■ ACTIVITY
Write out exactly the lines that run from the one containing "Is there any blue" to the end of the entries below, with both end lines included.

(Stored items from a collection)
BEGIN

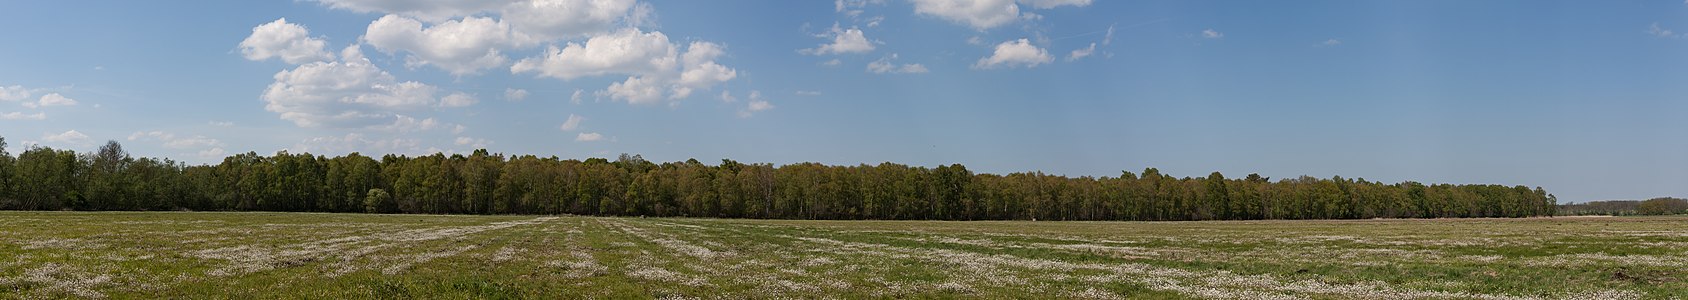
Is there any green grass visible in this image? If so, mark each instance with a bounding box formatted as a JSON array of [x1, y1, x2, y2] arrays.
[[0, 212, 1683, 299]]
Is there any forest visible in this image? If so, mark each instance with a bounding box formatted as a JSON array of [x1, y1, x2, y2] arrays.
[[1557, 198, 1688, 216], [0, 137, 1558, 220]]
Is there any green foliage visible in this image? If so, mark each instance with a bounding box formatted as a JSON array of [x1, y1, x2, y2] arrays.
[[365, 188, 391, 213], [1637, 197, 1688, 215], [0, 135, 1560, 220]]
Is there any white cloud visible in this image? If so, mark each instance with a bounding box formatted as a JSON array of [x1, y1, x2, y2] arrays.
[[0, 85, 30, 102], [240, 18, 336, 64], [719, 90, 737, 103], [1067, 42, 1095, 61], [867, 53, 929, 74], [738, 90, 773, 118], [973, 38, 1052, 69], [198, 148, 227, 159], [439, 92, 478, 107], [501, 0, 637, 40], [600, 75, 664, 104], [801, 24, 875, 55], [748, 99, 773, 111], [515, 29, 736, 105], [1319, 38, 1342, 46], [1, 111, 45, 120], [504, 88, 529, 101], [365, 15, 527, 75], [821, 58, 843, 67], [43, 130, 91, 146], [908, 0, 1088, 30], [796, 90, 822, 96], [1201, 28, 1224, 39], [33, 93, 78, 107], [128, 131, 225, 149], [452, 124, 467, 134], [454, 136, 492, 148], [560, 113, 583, 131], [512, 28, 677, 80], [575, 132, 603, 142], [1649, 23, 1680, 39], [208, 121, 235, 127], [1102, 25, 1115, 45], [372, 115, 441, 132], [308, 0, 517, 22], [864, 15, 885, 27], [910, 0, 1019, 30], [569, 89, 584, 104], [261, 44, 451, 128], [1017, 0, 1091, 9], [673, 42, 737, 99]]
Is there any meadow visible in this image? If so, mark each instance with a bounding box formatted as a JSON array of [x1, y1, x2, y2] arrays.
[[0, 212, 1683, 299]]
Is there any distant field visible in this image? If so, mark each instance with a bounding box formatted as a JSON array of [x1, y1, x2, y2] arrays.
[[0, 212, 1683, 299]]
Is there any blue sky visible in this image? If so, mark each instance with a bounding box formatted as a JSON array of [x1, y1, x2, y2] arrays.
[[2, 0, 1686, 203]]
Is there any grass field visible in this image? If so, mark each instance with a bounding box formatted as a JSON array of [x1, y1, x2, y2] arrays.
[[0, 212, 1683, 299]]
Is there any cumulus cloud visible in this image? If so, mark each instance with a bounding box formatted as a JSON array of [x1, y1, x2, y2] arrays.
[[514, 29, 736, 105], [364, 15, 529, 75], [909, 0, 1088, 30], [672, 41, 737, 99], [559, 113, 583, 131], [511, 28, 676, 80], [501, 0, 638, 40], [973, 38, 1052, 69], [260, 44, 458, 128], [575, 132, 603, 142], [1, 111, 46, 120], [801, 24, 875, 55], [737, 90, 773, 118], [439, 92, 478, 107], [313, 0, 637, 37], [453, 136, 492, 148], [0, 85, 30, 102], [25, 93, 79, 108], [1319, 38, 1342, 47], [240, 18, 336, 64], [504, 88, 529, 101], [911, 0, 1019, 30], [867, 53, 929, 74], [1201, 28, 1224, 39], [371, 115, 441, 132], [198, 148, 227, 159], [1066, 42, 1095, 61], [601, 76, 665, 104], [309, 0, 517, 22], [43, 130, 91, 146], [127, 131, 225, 149]]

END

■ RESULT OF THE EXERCISE
Is there any blue sky visible in this image? If so, mark each instance with a bounding box formatted as a JSON array of [x1, y1, x2, y2] arrays.
[[2, 0, 1686, 203]]
Is there any grass field visible in this image? If so, mark each instance with a bounding box formatted as a JSON array of [x1, y1, x2, y2] arrays.
[[0, 212, 1683, 299]]
Is there any cumulus cloud visible in this image? If so, mark each instance with a bounding box formatted as a JSON array of [x1, y1, x2, y2] arrays.
[[514, 29, 736, 105], [364, 15, 529, 75], [909, 0, 1088, 30], [672, 41, 737, 99], [559, 113, 583, 131], [511, 28, 676, 80], [501, 0, 638, 40], [973, 38, 1052, 69], [260, 44, 458, 128], [575, 132, 603, 142], [1, 111, 46, 120], [801, 24, 875, 55], [737, 90, 773, 118], [439, 92, 478, 107], [313, 0, 637, 37], [453, 136, 492, 148], [0, 85, 30, 102], [25, 93, 79, 108], [1319, 38, 1342, 47], [240, 18, 336, 64], [504, 88, 529, 101], [911, 0, 1019, 30], [867, 53, 929, 74], [1201, 28, 1224, 39], [371, 115, 441, 132], [198, 148, 227, 159], [1066, 42, 1095, 61], [601, 76, 665, 104], [309, 0, 517, 22], [43, 130, 91, 146], [127, 131, 225, 149]]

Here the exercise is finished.